[[ Extracted text, beginning ]]

In recent weeks, rumours have done the rounds suggesting that the vaccines currently being rolled out against Covid-19 may not be halal or kosher, and so not permitted for Muslims and Jews respectively.
Last year, a delegation of Indonesian politicians and Muslim theologians visited China: the politicians to talk business, the theologians to seek assurances that the vaccines do not contain pork products, in the form of gelatin.
In January, presumably having received the necessary assurances, Indonesian president Joko Widodo set off the campaign in his country – the biggest Muslim population in the world – by receiving his first dose of the Sinovac vaccine, followed soon after by the second.
But the rumours persist. Gelatin, produced by boiling animals skin and bones, including those of pigs, is indeed used in some vaccines as a stabilising agent.
“It is true that in some vaccines gelatin is used that is made from surplus animal products,” vaccine expert Dr Isabel Leroux-Roels told the VRT.
“Those are the so-called protein vaccines, for example against measles. But in the corona vaccines we have approved, those from Pfizer-BioNTech, Moderna and AstraZeneca, no gelatin is used.”

[[ Extracted text, end ]]
[[ Exercise data, beginning ]]

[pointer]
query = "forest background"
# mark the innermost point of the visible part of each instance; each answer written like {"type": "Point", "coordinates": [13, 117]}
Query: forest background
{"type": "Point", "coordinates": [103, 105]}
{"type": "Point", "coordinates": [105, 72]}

[[ Exercise data, end ]]

**Task to complete**
In the text about Covid-19 vaccine rumors, which vaccine did Indonesian president Joko Widodo receive?

**Your response**
The Sinovac vaccine.